EXERCISE GOAL: Each of the records below must be reproduced exactly.

DATA SECTION:

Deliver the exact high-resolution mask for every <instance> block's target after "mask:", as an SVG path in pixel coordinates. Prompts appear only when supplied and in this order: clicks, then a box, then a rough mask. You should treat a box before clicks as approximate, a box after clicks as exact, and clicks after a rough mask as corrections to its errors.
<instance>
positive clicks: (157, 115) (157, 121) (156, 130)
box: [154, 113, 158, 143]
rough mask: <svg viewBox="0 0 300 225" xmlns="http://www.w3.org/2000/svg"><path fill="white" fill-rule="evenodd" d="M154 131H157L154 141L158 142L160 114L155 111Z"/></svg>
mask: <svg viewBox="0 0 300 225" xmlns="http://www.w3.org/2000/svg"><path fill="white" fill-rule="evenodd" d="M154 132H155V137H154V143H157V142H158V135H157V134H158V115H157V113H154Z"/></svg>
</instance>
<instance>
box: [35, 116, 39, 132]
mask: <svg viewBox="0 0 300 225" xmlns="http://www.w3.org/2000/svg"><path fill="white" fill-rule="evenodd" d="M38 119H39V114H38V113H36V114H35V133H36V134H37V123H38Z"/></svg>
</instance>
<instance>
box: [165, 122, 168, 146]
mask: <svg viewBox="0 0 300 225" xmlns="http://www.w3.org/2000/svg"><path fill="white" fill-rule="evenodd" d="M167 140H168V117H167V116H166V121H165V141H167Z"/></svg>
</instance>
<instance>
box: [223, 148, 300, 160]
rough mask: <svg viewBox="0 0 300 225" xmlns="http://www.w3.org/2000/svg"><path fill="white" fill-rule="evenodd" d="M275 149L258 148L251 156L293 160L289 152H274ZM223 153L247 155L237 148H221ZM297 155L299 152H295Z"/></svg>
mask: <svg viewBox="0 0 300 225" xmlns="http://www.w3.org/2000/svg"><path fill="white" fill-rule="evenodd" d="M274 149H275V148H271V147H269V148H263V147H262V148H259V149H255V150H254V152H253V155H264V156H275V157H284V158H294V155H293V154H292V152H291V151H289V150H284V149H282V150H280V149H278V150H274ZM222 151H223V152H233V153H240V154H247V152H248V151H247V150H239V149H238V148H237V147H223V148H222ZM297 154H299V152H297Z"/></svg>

ANSWER FOR THE TASK:
Deliver the exact high-resolution mask for every <instance> block's target after "mask:", as an SVG path in pixel coordinates. Prompts appear only when supplied and in this order: clicks, then a box, then a rough mask. You should treat a box before clicks as approximate, a box after clicks as exact, and clicks after a rough mask as corrections to its errors.
<instance>
positive clicks: (157, 115) (157, 121) (156, 130)
box: [154, 113, 158, 143]
rough mask: <svg viewBox="0 0 300 225" xmlns="http://www.w3.org/2000/svg"><path fill="white" fill-rule="evenodd" d="M154 131H157L154 141L158 142L160 114L155 111Z"/></svg>
mask: <svg viewBox="0 0 300 225" xmlns="http://www.w3.org/2000/svg"><path fill="white" fill-rule="evenodd" d="M154 132H155V137H154V143H157V142H158V135H157V134H158V115H157V113H154Z"/></svg>
</instance>
<instance>
box: [35, 116, 39, 132]
mask: <svg viewBox="0 0 300 225" xmlns="http://www.w3.org/2000/svg"><path fill="white" fill-rule="evenodd" d="M38 119H39V114H38V113H36V114H35V133H36V134H37V123H38Z"/></svg>
</instance>
<instance>
box: [165, 122, 168, 146]
mask: <svg viewBox="0 0 300 225" xmlns="http://www.w3.org/2000/svg"><path fill="white" fill-rule="evenodd" d="M167 140H168V117H167V116H166V121H165V141H167Z"/></svg>
</instance>
<instance>
box: [223, 148, 300, 160]
rough mask: <svg viewBox="0 0 300 225" xmlns="http://www.w3.org/2000/svg"><path fill="white" fill-rule="evenodd" d="M275 149L258 148L251 156L293 160L289 152H274ZM223 153L247 155L237 148H221ZM297 155L299 152H295Z"/></svg>
mask: <svg viewBox="0 0 300 225" xmlns="http://www.w3.org/2000/svg"><path fill="white" fill-rule="evenodd" d="M274 149H275V148H271V147H269V148H263V147H262V148H259V149H255V150H254V152H253V155H264V156H275V157H284V158H294V155H293V154H292V152H291V151H289V150H284V149H282V150H280V149H278V150H274ZM222 151H223V152H233V153H240V154H247V152H248V151H247V150H239V149H238V148H237V147H223V148H222ZM297 154H299V152H297Z"/></svg>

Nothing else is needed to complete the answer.